◆ WORK INSTRUCTIONS:
Which lines below contain the word "sneaker"? Copy each of them.

◆ SOURCE DATA:
■ ■ ■ ■ ■

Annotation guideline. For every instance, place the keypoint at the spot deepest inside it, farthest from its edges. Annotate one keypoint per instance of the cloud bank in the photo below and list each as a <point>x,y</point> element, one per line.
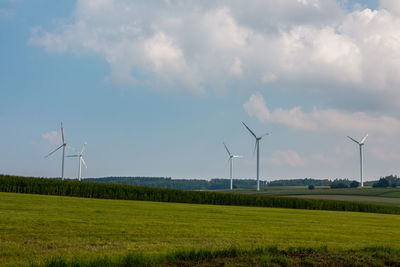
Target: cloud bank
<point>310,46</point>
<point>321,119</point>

■ ■ ■ ■ ■

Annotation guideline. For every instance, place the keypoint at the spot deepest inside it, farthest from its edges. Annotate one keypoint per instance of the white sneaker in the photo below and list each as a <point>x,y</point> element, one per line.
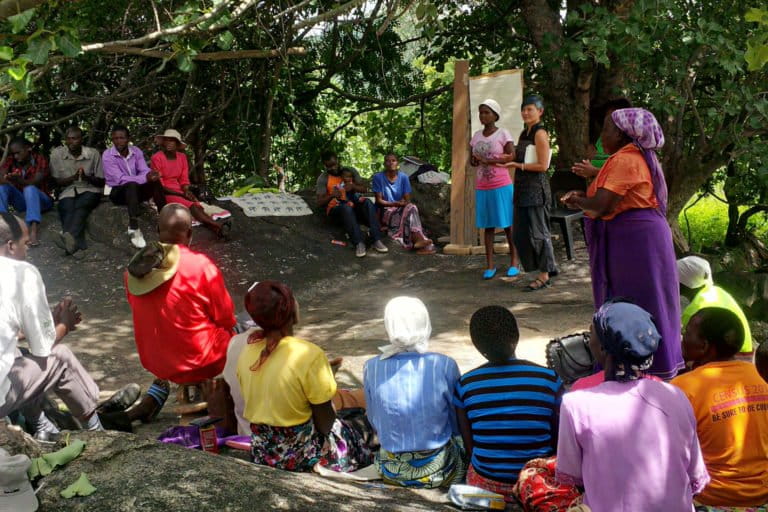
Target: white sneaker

■ ■ ■ ■ ■

◆ REPLY:
Annotation guideline. For every instance, place the keypoint at the spot deepest inside it, farthest from its edges. Annotate one keypoint per instance of the white sneaker in the photo below and list each as a <point>x,y</point> element, one per line.
Target: white sneaker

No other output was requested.